Whenever the string "patio" turns up in a line below, that line should be copied.

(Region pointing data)
◆ ◆ ◆

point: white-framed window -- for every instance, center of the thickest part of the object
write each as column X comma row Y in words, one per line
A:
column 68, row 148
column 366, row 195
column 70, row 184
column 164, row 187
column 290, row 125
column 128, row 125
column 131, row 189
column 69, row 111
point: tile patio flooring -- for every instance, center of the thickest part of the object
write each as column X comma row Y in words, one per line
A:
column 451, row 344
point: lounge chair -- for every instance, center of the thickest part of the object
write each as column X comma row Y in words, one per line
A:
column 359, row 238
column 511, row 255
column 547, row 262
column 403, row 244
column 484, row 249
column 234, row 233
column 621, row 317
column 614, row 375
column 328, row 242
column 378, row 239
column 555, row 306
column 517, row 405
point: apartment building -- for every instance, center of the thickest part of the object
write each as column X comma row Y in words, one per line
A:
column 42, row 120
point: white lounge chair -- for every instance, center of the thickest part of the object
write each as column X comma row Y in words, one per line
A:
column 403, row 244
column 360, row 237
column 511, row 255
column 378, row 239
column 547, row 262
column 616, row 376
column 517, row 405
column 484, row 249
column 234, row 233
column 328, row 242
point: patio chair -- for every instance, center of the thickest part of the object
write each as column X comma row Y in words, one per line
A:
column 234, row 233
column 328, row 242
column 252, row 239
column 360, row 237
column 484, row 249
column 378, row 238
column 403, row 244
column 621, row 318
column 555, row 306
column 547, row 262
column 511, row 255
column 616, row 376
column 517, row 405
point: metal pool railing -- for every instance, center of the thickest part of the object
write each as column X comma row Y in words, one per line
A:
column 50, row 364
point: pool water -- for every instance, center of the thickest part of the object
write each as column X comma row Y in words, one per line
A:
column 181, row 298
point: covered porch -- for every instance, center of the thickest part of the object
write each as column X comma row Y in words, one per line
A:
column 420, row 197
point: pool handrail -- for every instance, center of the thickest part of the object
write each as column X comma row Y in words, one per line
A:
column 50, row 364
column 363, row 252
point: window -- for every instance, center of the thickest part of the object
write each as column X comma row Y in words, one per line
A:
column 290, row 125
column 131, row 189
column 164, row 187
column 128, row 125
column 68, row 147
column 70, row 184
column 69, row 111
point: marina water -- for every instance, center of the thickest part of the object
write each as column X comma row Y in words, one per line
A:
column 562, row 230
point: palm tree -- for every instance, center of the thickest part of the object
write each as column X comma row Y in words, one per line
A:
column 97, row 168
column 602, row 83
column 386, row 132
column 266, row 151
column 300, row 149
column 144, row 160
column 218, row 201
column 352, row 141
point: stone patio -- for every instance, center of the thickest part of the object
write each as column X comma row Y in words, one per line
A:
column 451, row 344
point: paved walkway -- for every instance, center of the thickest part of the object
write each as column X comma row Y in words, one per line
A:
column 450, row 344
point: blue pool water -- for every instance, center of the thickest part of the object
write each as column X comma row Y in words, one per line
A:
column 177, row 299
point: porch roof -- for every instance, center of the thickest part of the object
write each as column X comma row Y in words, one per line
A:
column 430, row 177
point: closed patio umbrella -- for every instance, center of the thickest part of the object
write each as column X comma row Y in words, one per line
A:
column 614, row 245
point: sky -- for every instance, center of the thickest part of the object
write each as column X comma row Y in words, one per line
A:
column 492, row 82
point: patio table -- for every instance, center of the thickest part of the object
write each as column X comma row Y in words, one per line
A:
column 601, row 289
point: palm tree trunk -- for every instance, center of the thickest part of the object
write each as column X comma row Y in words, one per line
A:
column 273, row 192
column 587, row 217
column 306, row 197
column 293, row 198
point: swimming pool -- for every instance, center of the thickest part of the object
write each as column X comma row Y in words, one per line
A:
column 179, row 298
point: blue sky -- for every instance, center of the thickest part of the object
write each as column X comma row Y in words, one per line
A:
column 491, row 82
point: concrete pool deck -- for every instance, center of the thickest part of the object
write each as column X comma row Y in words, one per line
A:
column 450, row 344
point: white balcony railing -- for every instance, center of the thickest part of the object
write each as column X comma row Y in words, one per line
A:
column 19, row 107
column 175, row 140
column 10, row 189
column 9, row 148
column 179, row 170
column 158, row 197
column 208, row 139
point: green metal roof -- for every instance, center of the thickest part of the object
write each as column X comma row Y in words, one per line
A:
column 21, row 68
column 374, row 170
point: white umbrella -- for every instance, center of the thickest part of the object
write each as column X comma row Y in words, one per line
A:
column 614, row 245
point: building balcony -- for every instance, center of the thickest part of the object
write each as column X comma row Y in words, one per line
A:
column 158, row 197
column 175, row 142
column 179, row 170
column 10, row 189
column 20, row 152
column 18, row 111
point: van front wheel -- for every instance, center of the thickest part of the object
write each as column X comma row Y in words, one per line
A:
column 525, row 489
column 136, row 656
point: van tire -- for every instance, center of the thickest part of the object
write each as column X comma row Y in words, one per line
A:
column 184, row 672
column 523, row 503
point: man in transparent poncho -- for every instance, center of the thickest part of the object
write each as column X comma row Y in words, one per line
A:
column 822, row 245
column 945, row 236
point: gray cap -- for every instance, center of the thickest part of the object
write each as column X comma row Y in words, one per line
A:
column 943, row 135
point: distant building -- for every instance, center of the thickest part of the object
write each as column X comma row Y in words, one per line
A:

◆ ◆ ◆

→ **ANSWER TO THIS EXERCISE**:
point: tile patio flooring -- for every instance, center of the thickest part of the object
point: patio chair -- for every instance, center of the thickest part of the object
point: stone patio -- for every instance, center of the thickest part of the object
point: closed patio umbrella -- for every instance, center of the thickest part of the object
point: patio table -- for every instance, center of the thickest part of the object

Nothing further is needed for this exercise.